Passage provided:
---------------

Recognizing fallacies in practical arguments may be difficult since arguments are often structured using rhetorical patterns that obscure the logical connections between assertions. As we illustrate with various examples, fallacies may also exploit the emotions or intellectual or psychological weaknesses of the interlocutor. Having the capability of recognizing logical fallacies in arguments will hopefully reduce the likelihood of such an occurrence.
A different approach to understanding and classifying fallacies is provided by argumentation theory; see for instance the van Eemeren, Grootendorst reference below. In this approach, an argument is regarded as an interactive protocol between individuals which attempts to resolve a disputed proposition. The protocol is regulated by certain rules of interaction and violations of these rules are fallacies. Many of the fallacies in the list below are best understood as being fallacies in this sense.
Examples of fallacious arguments
In the strictest sense, a logical fallacy is the incorrect application of a valid logical principle or an application of an nonexistent principle:
- Some acts of killing human beings are legal in this state.
- Some acts of killing human beings are illegal in this state.
- Therefore some acts of killing human beings are both legal and illegal in this state.
This is fallacious. Indeed, there is no logical principle which states
- For some x, P(x).
- For some y, Q(y).
- Then for some z, P(z) and Q(z).
The easiest way to show the above inference is invalid is by using Venn diagrams. In logical parlance, the inference is invalid, since under at least one interpretation of the predicates it is not validity preserving.
Unfortunately, few fallacious arguments are as clear cut as the above example suggests. A great many arguments involve causality, which is certainly not part of formal logic. Others involve psychological ploys such as use of power relationships between proposer and interlocutor, appeals to patriotism and morality, appeals to ego etc., to establish necessary intermediate (explicit or implicit) premises for an argument. Indeed, fallacies very often lay in unstated assumptions or implied premises in arguments that are not always obvious at first glance. One way to obscure a premise is through enthymeme.
We now give a few examples illustrating common errors in reasoning. Note that providing a critique of an argument has no relation to the validity of the conclusion. The conclusion could very well be valid, while the argument itself is unsound. See argument from fallacy.
In the following, we view an argument as a dialogue between a proposer and an interlocutor.
Example 1
James argues:
- Application of the death penalty is killing a human being.
- Killing a human being is wrong.
- Therefore, application of the death penalty is wrong.
This argument claims to prove the death penalty is wrong. This particular argument has the form of a categorical syllogism. Any argument must have premises as well as a conclusion. In this case we need to ask what the premises are, that is the set of assumptions the proposer of the argument can expect the interlocutor to grant. The first assumption is almost true by definition: the death penalty is the killing of a criminal who has been duly convicted under a process of law. The second assumption is less clear as to its meaning. Since the assertion has no quantifiers of any kind, it could mean any one of the following:
- Every act of killing a human being is wrong.
- Most acts of killing a human being are wrong.
- All acts of killing a human being are wrong, except those that are carried out for some legitimate purpose such as deterring serious crime.

---------------

Data rows:
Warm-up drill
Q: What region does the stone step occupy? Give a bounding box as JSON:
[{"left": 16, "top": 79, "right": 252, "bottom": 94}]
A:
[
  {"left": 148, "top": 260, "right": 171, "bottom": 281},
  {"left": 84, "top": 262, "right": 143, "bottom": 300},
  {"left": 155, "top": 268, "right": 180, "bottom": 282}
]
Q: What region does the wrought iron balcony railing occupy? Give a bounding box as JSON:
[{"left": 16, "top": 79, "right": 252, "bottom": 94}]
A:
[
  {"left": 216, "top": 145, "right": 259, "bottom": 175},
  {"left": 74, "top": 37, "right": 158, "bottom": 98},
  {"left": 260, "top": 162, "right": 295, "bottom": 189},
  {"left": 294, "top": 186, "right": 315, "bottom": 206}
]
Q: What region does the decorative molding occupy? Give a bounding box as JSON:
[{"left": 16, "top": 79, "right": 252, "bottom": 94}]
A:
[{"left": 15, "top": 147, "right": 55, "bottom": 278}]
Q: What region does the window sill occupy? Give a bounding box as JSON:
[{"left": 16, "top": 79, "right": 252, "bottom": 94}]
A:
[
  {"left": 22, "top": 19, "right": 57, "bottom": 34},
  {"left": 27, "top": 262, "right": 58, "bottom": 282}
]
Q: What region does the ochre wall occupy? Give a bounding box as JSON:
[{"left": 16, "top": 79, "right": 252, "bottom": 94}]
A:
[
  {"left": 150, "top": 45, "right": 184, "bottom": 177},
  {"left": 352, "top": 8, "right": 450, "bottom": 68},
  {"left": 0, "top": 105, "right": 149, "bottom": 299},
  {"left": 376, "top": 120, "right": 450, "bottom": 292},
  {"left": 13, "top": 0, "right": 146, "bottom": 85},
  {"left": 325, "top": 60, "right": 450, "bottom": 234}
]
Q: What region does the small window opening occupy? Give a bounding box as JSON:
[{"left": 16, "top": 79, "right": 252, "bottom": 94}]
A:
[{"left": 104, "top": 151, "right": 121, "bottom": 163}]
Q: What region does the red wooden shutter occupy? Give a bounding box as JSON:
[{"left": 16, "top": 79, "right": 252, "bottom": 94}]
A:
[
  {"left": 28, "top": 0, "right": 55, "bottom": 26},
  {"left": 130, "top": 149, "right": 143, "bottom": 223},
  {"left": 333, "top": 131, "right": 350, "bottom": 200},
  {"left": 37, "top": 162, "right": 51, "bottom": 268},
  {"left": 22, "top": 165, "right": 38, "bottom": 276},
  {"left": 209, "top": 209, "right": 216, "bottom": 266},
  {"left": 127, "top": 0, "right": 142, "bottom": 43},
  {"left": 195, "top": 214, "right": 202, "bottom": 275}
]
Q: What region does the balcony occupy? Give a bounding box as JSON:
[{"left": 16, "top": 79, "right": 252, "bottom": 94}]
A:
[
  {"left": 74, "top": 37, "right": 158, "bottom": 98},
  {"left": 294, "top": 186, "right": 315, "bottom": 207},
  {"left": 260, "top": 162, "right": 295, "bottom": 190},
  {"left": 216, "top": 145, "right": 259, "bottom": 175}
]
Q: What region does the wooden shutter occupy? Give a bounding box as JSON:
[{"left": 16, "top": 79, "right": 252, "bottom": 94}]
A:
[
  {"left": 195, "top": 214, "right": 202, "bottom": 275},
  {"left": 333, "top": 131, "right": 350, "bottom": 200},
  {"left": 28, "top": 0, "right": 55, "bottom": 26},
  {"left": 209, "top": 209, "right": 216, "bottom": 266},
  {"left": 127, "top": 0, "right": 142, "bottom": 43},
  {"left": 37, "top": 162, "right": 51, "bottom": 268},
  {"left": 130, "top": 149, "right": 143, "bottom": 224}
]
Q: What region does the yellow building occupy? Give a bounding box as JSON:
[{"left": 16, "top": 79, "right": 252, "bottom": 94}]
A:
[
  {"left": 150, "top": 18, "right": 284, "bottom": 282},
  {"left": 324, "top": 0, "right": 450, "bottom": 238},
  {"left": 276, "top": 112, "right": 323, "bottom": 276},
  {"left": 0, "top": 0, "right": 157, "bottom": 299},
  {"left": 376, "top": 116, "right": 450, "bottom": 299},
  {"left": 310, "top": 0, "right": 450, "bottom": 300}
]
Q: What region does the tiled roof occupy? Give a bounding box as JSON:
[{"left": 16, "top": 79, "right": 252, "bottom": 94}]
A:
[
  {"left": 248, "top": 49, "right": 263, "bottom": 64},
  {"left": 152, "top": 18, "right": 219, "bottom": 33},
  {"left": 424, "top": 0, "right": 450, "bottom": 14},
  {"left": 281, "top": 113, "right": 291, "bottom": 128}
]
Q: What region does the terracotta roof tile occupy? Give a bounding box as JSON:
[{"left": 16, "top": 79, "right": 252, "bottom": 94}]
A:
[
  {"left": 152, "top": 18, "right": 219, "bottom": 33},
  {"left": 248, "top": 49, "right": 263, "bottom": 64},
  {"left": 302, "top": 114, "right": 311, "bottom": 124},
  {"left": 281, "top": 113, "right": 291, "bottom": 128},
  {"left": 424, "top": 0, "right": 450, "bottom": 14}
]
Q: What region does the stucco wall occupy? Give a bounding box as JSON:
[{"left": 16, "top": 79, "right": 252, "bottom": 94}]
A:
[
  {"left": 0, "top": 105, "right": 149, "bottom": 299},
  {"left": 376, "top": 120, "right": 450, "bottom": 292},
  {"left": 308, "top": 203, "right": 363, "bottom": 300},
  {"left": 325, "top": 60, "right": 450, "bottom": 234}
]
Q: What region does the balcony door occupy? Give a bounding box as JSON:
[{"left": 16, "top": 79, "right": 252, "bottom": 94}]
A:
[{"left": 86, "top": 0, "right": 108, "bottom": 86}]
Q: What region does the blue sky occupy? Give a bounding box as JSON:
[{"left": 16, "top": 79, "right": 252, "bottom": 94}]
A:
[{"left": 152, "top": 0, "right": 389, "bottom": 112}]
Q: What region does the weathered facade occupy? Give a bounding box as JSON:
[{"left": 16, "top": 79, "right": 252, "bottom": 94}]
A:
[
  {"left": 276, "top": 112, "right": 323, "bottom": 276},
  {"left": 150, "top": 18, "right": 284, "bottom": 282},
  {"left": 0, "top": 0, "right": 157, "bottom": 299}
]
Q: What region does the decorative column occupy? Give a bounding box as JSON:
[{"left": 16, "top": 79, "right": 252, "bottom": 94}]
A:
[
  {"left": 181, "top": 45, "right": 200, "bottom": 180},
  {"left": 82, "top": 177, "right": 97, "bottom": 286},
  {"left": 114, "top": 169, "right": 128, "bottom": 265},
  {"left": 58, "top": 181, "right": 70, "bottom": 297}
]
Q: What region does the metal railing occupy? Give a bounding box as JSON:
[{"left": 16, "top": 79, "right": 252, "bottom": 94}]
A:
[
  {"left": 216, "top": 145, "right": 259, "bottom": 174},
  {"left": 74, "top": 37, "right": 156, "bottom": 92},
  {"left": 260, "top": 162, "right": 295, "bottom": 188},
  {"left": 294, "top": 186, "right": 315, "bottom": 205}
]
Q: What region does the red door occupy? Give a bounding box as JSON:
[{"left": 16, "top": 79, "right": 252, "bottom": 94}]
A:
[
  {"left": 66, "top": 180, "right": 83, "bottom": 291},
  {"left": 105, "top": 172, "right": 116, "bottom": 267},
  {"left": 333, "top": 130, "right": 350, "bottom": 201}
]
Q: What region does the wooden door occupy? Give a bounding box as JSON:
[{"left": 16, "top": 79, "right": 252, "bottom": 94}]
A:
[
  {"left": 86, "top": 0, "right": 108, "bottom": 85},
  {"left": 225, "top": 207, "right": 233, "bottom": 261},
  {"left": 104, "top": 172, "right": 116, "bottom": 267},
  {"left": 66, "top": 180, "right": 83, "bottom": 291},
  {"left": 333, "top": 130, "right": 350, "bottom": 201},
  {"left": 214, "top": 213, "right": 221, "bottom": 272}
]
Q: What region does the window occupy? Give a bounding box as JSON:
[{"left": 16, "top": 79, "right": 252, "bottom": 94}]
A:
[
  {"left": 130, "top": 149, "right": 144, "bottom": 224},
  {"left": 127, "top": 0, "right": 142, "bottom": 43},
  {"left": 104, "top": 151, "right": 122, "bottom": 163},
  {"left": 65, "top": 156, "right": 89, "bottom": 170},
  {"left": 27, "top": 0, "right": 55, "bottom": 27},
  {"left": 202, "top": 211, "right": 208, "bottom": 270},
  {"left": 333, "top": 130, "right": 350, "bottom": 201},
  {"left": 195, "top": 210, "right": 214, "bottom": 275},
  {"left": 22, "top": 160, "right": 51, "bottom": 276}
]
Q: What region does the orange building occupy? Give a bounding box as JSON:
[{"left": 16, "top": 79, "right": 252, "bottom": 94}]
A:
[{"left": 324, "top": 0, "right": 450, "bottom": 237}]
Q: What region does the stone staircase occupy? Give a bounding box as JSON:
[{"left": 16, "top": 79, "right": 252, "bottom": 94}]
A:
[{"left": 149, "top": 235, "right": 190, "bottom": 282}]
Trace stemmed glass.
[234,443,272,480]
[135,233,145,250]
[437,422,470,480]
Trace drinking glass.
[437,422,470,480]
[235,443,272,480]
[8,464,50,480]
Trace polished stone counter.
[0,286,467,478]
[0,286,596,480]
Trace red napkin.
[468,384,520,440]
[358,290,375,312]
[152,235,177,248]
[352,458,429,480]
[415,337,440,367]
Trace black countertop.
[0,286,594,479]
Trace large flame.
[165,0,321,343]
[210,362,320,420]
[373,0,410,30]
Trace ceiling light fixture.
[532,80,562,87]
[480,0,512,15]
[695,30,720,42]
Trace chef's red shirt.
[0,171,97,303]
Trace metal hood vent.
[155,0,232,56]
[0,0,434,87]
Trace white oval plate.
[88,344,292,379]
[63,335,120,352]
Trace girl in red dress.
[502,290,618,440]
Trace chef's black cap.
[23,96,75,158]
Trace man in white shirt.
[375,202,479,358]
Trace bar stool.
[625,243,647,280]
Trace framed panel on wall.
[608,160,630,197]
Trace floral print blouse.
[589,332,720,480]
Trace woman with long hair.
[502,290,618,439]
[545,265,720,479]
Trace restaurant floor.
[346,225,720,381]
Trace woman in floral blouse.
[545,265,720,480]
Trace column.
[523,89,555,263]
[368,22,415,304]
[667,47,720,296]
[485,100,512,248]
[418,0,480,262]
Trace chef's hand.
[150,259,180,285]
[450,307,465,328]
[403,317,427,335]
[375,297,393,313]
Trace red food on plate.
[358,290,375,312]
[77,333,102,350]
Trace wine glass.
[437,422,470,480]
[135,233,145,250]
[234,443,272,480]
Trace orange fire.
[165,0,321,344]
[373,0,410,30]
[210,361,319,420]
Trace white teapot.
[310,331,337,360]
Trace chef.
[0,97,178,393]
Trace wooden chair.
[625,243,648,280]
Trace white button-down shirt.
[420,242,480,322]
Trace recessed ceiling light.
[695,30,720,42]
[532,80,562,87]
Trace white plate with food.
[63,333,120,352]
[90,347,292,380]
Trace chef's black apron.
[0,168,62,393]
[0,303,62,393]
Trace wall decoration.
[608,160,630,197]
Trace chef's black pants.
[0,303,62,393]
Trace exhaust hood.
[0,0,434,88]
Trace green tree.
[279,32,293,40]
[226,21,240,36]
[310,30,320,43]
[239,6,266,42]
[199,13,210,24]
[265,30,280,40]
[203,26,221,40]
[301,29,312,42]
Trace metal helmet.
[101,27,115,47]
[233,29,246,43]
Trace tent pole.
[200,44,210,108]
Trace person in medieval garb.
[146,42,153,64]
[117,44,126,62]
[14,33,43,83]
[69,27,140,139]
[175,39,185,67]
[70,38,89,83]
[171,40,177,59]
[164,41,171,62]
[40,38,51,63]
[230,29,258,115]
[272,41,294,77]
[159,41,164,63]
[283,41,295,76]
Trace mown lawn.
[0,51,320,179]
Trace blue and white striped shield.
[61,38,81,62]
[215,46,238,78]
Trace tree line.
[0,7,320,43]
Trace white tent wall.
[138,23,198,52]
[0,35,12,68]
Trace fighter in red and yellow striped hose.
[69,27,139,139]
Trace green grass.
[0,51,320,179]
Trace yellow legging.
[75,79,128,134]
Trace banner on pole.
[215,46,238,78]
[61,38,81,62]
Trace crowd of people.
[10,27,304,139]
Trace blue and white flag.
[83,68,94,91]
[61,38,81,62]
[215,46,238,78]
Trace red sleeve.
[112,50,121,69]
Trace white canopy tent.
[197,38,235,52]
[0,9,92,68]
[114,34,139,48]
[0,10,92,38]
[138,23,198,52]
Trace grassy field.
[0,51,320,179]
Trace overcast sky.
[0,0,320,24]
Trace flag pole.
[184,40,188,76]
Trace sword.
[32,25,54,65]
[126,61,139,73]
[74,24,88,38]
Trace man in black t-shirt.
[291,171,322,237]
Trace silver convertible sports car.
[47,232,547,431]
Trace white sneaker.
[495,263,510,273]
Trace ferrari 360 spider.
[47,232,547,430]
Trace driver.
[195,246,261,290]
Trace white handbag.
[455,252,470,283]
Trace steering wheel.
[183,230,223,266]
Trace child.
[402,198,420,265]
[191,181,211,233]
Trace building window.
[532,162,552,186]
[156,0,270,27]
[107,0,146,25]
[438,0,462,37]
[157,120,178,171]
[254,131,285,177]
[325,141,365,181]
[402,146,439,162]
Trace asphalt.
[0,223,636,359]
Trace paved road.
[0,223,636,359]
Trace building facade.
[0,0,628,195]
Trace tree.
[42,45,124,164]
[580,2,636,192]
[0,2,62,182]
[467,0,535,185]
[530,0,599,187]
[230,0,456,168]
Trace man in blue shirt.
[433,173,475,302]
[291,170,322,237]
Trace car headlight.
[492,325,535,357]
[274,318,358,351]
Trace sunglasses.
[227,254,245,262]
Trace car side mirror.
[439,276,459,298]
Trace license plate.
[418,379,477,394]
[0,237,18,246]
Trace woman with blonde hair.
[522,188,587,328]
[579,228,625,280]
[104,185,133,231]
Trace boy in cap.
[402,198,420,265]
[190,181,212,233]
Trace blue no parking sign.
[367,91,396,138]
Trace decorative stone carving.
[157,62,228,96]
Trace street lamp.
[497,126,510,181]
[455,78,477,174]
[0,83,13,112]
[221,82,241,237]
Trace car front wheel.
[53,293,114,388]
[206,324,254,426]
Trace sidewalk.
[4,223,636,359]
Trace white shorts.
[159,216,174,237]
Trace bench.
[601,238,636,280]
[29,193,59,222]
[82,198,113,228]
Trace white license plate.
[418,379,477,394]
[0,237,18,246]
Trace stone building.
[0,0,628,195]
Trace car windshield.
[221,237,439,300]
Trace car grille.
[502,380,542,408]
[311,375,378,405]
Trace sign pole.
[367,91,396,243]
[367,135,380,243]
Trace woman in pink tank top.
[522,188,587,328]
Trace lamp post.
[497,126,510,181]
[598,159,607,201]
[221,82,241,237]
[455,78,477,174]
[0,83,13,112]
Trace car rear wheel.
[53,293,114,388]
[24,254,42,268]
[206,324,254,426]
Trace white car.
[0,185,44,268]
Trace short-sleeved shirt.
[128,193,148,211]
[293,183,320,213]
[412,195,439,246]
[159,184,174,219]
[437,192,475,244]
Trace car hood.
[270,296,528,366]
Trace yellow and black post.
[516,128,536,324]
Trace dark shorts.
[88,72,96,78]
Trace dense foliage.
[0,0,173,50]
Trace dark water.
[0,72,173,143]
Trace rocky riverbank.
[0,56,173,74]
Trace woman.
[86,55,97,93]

---------------

Parts of the exercise:
- a) Report how many lines of the records contain the word "chef", giving only the number.
- b) Please pick up the passage on logical fallacies and keep writing from the point where it stops.

Answers in order:
- a) 6

- b)
- Some acts of killing a human being are wrong.
The third interpretation for example would be those of individuals who accept the Fifth Commandment under a common interpretation in Judeo-Christian theology. In that interpretation, the above syllogism would then fail to have validated its second premise. James may try to assume that his interlocutor believes every act of killing is wrong; if the interlocutor grants this then the argument is valid. In this case, the interlocutor is essentially conceding the point to James. However, the interlocutor is more likely to believe some acts of killing are not wrong, for instance those carried out in self defense or in legitimate warfare; and in this case James is not much better off than he was before he formulated the argument, since he now has to prove the assertion that the death penalty is not a legimate form of killing, which is a disguised form the original thesis. From the point of view the interlocutor, James commits the logical fallacy of begging the question.
Example 2
Barbara argues:
- Andre is a good tennis player.
- Therefore, Andre is 'good', that is to say a morally good person.
Here the problem is that the word good has different meanings, which is to say that it is an ambiguous word. In the premise, Barbara says that Andre is good at some particular activity, in this case tennis. In the conclusion, she says that Andre is a morally good person. These are clearly two different senses of the word "good". The premise might be true but the conclusion can still be false: Andre might be the best tennis player in the world but a rotten person morally. Appropriately, since it plays on an ambiguity, this sort of fallacy is called the fallacy of equivocation, that is, equating two incompatible terms or claims.
Example 3
A humorous variant of the fallacy of ambiguity is as follows. Ramesh argues:
- Nothing is better than eternal happiness.
- Eating a hamburger is better than nothing.
- Therefore, eating a hamburger is better than eternal happiness.
This argument has the appearance of an inference which applies transitivity of the two-placed relation is better than, which in this critique we grant is a valid property. The argument is an example of syntactic ambiguity. In fact, the first premise semantically does not predicate an attribute of the subject, as would for instance the assertion
- A potato is better than eternal happiness.
In fact it is semantically equivalent to the following universal quantification:
- Everything fails to be better than eternal happiness.
So instantiating this fact with eating a hamburger, it logically follows that
- Eating a hamburger fails to be better than eternal happiness.
Note that the premise A hamburger is better than nothing does not provide anything to this argument. This fact really means something such as
- Eating a hamburger is better than eating nothing at all.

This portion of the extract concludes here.